• [Exercise set]
(1) Quote the Questerre news release from "Questerre Energy Corporation is" through "socially responsible manner.".
(2) Answer these from the Questerre news release:
(a) What total measured depth was the second well drilled to?
(b) How much condensate did the first well flow over the last 24 hours of testing?
(c) What working interest does Questerre have in the second well?
(3) Which natural gas liquids does the Questerre news release name as expected incremental volumes from the first well?

Second Montney well to be completed this month

Calgary, Alberta -- Questerre Energy Corporation 
("Questerre" or the "Company") (TSX,OSE:QEC) reported 
today that drilling operations were successfully 
completed on its follow-up well targeting the liquids-
rich window of the Montney shale in the Kakwa-
Resthaven area of west central Alberta.

Situated approximately one mile away from its first 
well, the second well was drilled to a total measured 
depth of 4678m including a 1230m horizontal leg in 
the target interval of the Montney formation. Similar 
to the first well, good hydrocarbon shows were 
observed throughout the drilling of the horizontal 
section. Operations were completed a week ahead of 
schedule and under budget. The well has been cased, 
logged and is prepared for a multi-stage fracture 
stimulation. 

Subject to the final program, the completion is 
expected to include fourteen stage nitrogen-based 
fracs in the target interval. The completion program 
has also been designed with the option to stimulate 
and test an additional shallower interval within the 
Montney formation. Completion and testing is 
scheduled for the next thirty days. Based on the 
results, the Company anticipates production 
facilities will be installed and the well tied-in to 
the recently built pipeline to the third party 
processing plant prior to year-end. 

Questerre also updated the status of its first well. 
The installation of production facilities for this 
well and the construction of a six mile tie-in to the 
third party processing plant were completed earlier 
this month. This well flowed at gross rates of over 
2,500 boe/d including 1,150 bbl/d of condensate and 
8.3 MMcf/d of natural gas over the last 24 hours of 
testing. In addition to the condensate and natural 
gas, incremental volumes of natural gas liquids 
including propane, butane and pentane are expected. 

Due to recent outages at downstream facilities that 
process these natural gas liquids, in particular 
propane and butane, the third party processing plant 
is temporarily unable to accept any production that 
includes these natural gas liquids. Production from 
the well is expected to commence once this 
restriction has been lifted. In the interim, the 
Company and its partners are assessing alternatives 
to address this short term constraint. 

Questerre will have a 37.5% interest in the first 
well before payout and a 25% interest after payout. 
In the second well, Questerre has a 25% working 
interest.

Questerre Energy Corporation is an independent energy 
company focused on non-conventional oil and gas 
resources. The Company is currently developing a 
portfolio of oil shale assets in North America. It is 
also securing a social license to commercialize its 
Utica natural gas discovery in Quebec. The Company is 
underpinned by light oil assets and a strong balance 
sheet.  Questerre is committed to the economic 
development of its resources in an environmentally 
conscious and socially responsible manner.

For further information, please contact:

Questerre Energy Corporation
Anela Dido, Investor Relations
(403) 777-1185 | (403) 777-1578 (FAX) |Email: 
 

This media release contains certain statements which 
constitute forward-looking statements or information 
("forward-looking statements"), including the 
timeline and activities planned for the Kakwa-
Resthaven area, timing for completion, testing and 
tie-in of the second well, drilling additional wells 
in the area, the timing to resolve the processing 
restriction to allow production from the first well, 
the forecast economics for this area among others.

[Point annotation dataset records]
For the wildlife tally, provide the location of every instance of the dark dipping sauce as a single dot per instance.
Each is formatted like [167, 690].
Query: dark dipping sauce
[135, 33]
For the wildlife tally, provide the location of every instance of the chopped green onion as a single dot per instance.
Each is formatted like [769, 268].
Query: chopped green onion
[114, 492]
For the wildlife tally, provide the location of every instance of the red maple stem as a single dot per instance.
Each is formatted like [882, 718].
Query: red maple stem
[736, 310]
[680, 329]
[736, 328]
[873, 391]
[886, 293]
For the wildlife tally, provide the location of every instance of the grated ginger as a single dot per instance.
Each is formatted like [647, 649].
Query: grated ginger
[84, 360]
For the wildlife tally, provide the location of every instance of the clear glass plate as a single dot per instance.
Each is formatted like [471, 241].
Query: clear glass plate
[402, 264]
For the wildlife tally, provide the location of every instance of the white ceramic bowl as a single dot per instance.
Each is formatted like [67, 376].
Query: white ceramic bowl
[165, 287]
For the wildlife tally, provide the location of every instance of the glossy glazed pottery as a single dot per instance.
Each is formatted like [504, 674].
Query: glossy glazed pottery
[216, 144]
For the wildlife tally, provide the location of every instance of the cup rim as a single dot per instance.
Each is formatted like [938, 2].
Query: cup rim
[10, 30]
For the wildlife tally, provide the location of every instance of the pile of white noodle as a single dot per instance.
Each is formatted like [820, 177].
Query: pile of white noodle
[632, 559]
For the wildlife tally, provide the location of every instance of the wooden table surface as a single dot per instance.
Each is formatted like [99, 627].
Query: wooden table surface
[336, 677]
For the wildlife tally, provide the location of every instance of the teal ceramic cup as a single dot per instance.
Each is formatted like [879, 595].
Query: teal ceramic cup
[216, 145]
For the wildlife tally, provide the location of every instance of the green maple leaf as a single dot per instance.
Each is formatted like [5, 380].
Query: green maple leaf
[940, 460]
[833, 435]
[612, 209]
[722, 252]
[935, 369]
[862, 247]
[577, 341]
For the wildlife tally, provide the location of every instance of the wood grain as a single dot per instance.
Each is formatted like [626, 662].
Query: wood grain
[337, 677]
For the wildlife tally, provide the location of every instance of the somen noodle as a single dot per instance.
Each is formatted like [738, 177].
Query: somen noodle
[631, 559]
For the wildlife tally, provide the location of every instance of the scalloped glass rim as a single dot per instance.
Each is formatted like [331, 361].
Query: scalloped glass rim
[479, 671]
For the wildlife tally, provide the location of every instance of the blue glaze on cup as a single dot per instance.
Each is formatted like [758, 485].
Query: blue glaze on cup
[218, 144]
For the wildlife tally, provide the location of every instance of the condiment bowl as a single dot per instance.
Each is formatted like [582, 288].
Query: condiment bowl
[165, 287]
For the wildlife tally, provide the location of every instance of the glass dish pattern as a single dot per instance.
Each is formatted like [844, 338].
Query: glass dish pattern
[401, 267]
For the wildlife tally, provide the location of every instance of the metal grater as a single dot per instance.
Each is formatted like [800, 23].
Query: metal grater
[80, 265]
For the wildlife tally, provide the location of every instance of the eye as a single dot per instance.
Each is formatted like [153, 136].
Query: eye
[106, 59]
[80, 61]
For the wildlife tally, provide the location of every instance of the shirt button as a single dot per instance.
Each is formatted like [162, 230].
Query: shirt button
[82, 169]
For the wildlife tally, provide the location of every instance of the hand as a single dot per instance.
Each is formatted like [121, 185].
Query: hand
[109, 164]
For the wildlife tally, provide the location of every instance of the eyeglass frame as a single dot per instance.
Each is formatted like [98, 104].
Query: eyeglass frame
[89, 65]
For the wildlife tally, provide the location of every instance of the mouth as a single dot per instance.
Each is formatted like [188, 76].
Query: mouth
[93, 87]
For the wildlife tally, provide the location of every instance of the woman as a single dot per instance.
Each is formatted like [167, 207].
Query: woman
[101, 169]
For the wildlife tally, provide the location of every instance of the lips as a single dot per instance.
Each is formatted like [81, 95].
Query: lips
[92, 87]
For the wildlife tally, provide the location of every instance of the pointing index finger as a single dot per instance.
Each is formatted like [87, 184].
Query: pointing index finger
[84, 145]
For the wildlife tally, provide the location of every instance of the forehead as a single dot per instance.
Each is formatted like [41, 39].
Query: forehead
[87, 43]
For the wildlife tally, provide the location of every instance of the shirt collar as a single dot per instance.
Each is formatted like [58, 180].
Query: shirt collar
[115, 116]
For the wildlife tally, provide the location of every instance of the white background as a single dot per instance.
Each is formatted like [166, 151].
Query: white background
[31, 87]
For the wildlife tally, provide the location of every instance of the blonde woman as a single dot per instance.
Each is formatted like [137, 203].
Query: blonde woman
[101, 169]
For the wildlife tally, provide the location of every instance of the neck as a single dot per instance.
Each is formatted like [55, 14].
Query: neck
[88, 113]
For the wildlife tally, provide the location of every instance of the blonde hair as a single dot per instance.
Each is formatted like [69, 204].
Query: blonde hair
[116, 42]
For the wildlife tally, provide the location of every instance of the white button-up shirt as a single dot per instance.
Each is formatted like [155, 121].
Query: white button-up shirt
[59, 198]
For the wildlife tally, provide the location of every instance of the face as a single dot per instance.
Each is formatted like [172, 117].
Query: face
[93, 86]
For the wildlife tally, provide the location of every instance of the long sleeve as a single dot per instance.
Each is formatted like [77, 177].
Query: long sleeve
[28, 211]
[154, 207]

• [Exercise answers]
(1)
Questerre Energy Corporation is an independent energy 
company focused on non-conventional oil and gas 
resources. The Company is currently developing a 
portfolio of oil shale assets in North America. It is 
also securing a social license to commercialize its 
Utica natural gas discovery in Quebec. The Company is 
underpinned by light oil assets and a strong balance 
sheet.  Questerre is committed to the economic 
development of its resources in an environmentally 
conscious and socially responsible manner.

(2)
(a) 4678m
(b) 1,150 bbl/d
(c) 25%

(3) Propane, butane, pentane